━━━━━ Source material

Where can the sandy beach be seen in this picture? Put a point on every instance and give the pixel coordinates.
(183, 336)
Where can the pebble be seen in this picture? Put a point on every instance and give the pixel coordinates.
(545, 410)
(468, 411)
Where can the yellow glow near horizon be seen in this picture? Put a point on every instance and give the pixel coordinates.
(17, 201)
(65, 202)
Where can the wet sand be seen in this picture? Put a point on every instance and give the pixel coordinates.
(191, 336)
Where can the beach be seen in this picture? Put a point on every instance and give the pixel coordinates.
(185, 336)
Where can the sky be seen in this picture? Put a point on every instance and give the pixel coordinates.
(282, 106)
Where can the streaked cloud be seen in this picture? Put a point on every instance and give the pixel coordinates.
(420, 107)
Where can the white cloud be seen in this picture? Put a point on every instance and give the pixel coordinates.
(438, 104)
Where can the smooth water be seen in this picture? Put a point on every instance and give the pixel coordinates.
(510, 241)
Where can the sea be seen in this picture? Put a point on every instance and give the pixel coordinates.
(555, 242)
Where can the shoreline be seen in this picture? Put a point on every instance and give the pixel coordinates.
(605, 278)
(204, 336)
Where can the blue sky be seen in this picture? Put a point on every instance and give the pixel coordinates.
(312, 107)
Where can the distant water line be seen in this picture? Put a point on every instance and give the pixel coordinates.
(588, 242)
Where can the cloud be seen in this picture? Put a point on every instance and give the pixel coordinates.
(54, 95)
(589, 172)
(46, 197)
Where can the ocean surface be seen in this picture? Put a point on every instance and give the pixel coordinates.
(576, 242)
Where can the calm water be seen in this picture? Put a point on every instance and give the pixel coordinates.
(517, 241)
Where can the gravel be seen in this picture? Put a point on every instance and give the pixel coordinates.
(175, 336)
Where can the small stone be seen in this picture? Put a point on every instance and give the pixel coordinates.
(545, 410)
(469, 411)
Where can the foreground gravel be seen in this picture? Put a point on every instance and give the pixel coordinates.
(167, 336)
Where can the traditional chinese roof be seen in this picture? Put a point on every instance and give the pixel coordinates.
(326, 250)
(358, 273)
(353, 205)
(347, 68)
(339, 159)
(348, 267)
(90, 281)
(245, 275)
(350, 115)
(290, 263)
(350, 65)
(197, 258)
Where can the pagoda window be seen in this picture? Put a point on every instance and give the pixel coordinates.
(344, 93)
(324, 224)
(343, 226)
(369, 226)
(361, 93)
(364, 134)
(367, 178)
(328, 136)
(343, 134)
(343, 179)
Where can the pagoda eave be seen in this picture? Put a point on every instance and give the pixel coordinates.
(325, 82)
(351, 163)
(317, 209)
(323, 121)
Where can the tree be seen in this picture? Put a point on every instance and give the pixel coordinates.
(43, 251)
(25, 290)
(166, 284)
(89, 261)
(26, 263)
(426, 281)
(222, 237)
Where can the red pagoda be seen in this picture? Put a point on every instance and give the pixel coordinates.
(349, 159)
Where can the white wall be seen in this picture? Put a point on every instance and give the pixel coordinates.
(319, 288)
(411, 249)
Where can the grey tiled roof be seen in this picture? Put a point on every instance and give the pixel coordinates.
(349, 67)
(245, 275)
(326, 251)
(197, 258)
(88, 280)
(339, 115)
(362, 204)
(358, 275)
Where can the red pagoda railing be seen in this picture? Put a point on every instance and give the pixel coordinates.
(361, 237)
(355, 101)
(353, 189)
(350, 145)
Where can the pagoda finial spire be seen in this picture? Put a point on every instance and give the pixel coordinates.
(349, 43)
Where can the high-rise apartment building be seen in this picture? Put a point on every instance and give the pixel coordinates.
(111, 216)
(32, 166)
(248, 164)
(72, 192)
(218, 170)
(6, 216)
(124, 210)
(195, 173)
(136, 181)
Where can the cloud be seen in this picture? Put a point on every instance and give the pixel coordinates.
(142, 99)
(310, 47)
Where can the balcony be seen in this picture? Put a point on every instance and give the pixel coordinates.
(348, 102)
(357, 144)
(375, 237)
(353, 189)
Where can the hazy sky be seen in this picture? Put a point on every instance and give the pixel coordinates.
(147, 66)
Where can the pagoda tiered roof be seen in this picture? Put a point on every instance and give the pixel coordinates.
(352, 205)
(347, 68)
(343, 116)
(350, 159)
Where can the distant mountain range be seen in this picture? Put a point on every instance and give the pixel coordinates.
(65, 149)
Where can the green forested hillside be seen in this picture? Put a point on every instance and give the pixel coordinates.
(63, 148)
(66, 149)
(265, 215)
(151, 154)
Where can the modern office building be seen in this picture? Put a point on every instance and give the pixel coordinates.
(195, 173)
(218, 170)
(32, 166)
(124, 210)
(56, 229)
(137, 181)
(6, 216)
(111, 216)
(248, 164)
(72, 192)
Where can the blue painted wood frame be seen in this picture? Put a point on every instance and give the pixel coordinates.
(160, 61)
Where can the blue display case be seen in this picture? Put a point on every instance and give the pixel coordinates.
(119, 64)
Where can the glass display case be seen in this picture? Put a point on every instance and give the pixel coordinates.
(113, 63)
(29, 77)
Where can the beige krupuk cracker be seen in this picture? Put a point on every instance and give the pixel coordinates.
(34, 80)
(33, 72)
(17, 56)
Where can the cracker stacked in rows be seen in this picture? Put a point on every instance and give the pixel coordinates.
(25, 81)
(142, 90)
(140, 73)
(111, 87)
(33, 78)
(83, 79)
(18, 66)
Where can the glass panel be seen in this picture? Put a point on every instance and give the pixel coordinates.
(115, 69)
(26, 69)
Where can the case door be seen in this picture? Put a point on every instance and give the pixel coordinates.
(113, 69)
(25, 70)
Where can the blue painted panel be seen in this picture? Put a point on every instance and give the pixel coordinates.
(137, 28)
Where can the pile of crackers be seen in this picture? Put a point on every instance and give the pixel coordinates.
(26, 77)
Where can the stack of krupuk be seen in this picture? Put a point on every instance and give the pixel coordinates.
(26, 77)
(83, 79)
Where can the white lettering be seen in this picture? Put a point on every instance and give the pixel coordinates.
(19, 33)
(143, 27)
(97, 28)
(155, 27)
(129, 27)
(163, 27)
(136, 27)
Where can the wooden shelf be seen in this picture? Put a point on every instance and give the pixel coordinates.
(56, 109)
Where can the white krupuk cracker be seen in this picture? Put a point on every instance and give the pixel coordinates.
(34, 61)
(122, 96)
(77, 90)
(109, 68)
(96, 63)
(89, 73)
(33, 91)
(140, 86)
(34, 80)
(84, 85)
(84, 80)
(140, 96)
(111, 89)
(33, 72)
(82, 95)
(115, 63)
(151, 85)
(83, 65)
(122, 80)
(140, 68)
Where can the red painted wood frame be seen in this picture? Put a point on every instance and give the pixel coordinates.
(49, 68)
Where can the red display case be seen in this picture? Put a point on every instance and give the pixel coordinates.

━━━━━━━━━━

Copy out each line exactly.

Complete output:
Where can the sandy beach be seen in this picture? Put a point on every instance and give the pixel coordinates.
(183, 336)
Where can the pebble be seen in this picture? Put a point on every instance and give the pixel coordinates.
(545, 410)
(468, 411)
Where can the yellow glow near horizon be seen in this picture? Put a point on every instance and give the pixel coordinates.
(17, 201)
(65, 202)
Where can the wet sand be seen in this picture? Put a point on every instance and give the pixel coordinates.
(191, 336)
Where can the beach be seen in this picture? Put a point on every instance and give the pixel coordinates.
(185, 336)
Where can the sky be seen in this picture? Put a point on every instance and give the pixel coordinates.
(282, 106)
Where can the streaked cloud be seen in this picture? Put a point on every instance and give the pixel coordinates.
(420, 107)
Where can the white cloud be seen in this picture? Put a point on every instance and give the pixel coordinates.
(438, 104)
Where can the smooth water be seen in this picture? Put a point on every instance and give the pixel coordinates.
(510, 241)
Where can the sea be seen in this picture? Put a point on every instance and give the pixel coordinates.
(555, 242)
Where can the shoreline be seen in this picture? Put a point on every instance and give the pixel coordinates.
(605, 278)
(204, 336)
Where can the blue sky be seen in this picture? Put a point on every instance and give the pixel coordinates.
(312, 107)
Where can the distant water line be seen in this picture? Put a point on every instance and give the pixel coordinates.
(588, 242)
Where can the cloud be seen in this picture? Put a point on every instance and give the pixel coordinates.
(54, 95)
(589, 172)
(46, 197)
Where can the ocean surface be seen in this picture? Put a point on every instance and give the pixel coordinates.
(576, 242)
Where can the calm water be seen in this picture? Put a point on every instance and give the pixel coordinates.
(517, 241)
Where can the gravel be seen in this picture? Put a point on every instance and give the pixel coordinates.
(175, 336)
Where can the small stone be seen in this picture? Put a point on every instance and give the pixel coordinates.
(545, 410)
(469, 411)
Where can the foreground gravel be seen in this picture? Put a point on every instance and give the pixel coordinates.
(167, 336)
Where can the traditional chinese roof be seen in this picture? Put a point on every instance and give the pixel coordinates.
(326, 250)
(358, 273)
(353, 205)
(347, 68)
(339, 159)
(348, 267)
(90, 281)
(245, 275)
(350, 115)
(290, 263)
(350, 65)
(197, 258)
Where can the pagoda window be seen in this picture? Put a point on every instance and give the pixel coordinates.
(344, 93)
(324, 224)
(343, 226)
(369, 226)
(361, 93)
(364, 134)
(367, 178)
(328, 136)
(343, 134)
(343, 179)
Where can the pagoda eave be seen in this picture? Put a point on every instance and give the pixel coordinates.
(325, 82)
(351, 163)
(317, 209)
(323, 121)
Where can the tree be seen in this picture? Put a point on every instance and give the pixel coordinates.
(43, 251)
(25, 290)
(166, 284)
(89, 261)
(26, 263)
(426, 281)
(222, 237)
Where can the red pagoda be seen in this picture? Put a point on every instance and give the pixel coordinates.
(349, 159)
Where can the white wall be seen in this picture? Put a point on every instance and give the pixel coordinates.
(319, 288)
(411, 249)
Where can the grey tiled roof be seen in this picture? Put a point on every instance and give the pixel coordinates.
(349, 67)
(245, 275)
(326, 251)
(197, 258)
(88, 280)
(339, 115)
(362, 204)
(358, 275)
Where can the red pagoda railing be seen in this picture? Put a point on every instance and give the pixel coordinates.
(361, 237)
(355, 101)
(353, 189)
(350, 145)
Where can the pagoda finial spire be seen in this picture? Put a point on every instance and give the pixel coordinates.
(349, 43)
Where can the high-rise apartment building be seen in this picture? Put a point on every instance and give the pixel coordinates.
(111, 216)
(32, 166)
(248, 164)
(72, 192)
(218, 170)
(6, 216)
(124, 210)
(195, 173)
(136, 181)
Where can the cloud be seen in this picture? Put a point on every instance and give the pixel coordinates.
(142, 99)
(310, 47)
Where can the balcony be seen in this picture? Put a point on every instance and give the pixel coordinates.
(348, 102)
(357, 144)
(375, 237)
(353, 189)
Where can the hazy sky be seen in this picture? Put a point on every instance and give the pixel coordinates.
(147, 66)
Where can the pagoda tiered roof be seen in this picture? Put a point on every instance and give the pixel coordinates.
(352, 205)
(347, 68)
(343, 116)
(350, 159)
Where can the distant mountain range be seen in this picture? Put a point on every instance and give the pixel coordinates.
(65, 149)
Where can the green forested hillside be seen in this picture? Put a point on every instance and give the pixel coordinates.
(63, 148)
(66, 149)
(265, 215)
(151, 154)
Where can the modern office building be seen in this picture? Put a point on every instance and give the pixel coordinates.
(195, 173)
(218, 170)
(32, 166)
(124, 210)
(56, 229)
(137, 181)
(6, 216)
(111, 216)
(248, 164)
(72, 192)
Where can the blue painted wood frame be seen in this picture? Put a point on every instance and give the pixel coordinates.
(160, 61)
Where can the blue display case be seen in this picture? Put a point on every instance and give the pixel coordinates.
(119, 64)
Where can the glass display case be seen in this picture? Put a point on every instance and give the pixel coordinates.
(113, 63)
(29, 77)
Where can the beige krupuk cracker be seen in this picture? Put a point on every instance and give the pixel coordinates.
(34, 80)
(33, 72)
(17, 56)
Where can the cracker stacked in rows be seen in this picture? Put a point on every instance and give the pixel coordinates.
(25, 81)
(142, 90)
(140, 73)
(111, 87)
(33, 78)
(83, 79)
(18, 66)
Where can the glass panel be seen in this picture? Put a point on every instance and give the pixel coordinates.
(115, 69)
(26, 69)
Where can the case door be seen in this picture? Put a point on every instance and give the pixel coordinates.
(113, 69)
(25, 70)
Where can the blue painted panel be seen in this picture? Put a point on every instance and give the pixel coordinates.
(137, 28)
Where can the pile of crackers be seen in this picture? Put a point on every instance and give the pixel coordinates.
(26, 77)
Where can the stack of krupuk be seen in this picture? Put a point on every instance and give the pixel coordinates.
(26, 77)
(83, 79)
Where can the white lettering be seen in this picture? Put a point on every instance and give the pixel coordinates.
(19, 33)
(143, 27)
(97, 28)
(155, 27)
(129, 27)
(163, 27)
(136, 27)
Where can the wooden shelf be seen in this picture? Put a point on every instance and give the pixel coordinates.
(56, 109)
Where can the white krupuk cracker be seen in this picture? Put a point on every instance and give the pixel coordinates.
(34, 61)
(122, 96)
(77, 90)
(109, 68)
(96, 63)
(89, 73)
(33, 91)
(140, 86)
(34, 80)
(84, 85)
(84, 80)
(140, 96)
(111, 89)
(33, 72)
(82, 95)
(115, 63)
(151, 85)
(83, 65)
(122, 80)
(140, 68)
Where can the red painted wood frame be seen in this picture? Put a point on every instance and give the pixel coordinates.
(49, 68)
Where can the red display case be seen in this picture? Put a point on every instance and give the pixel coordinates.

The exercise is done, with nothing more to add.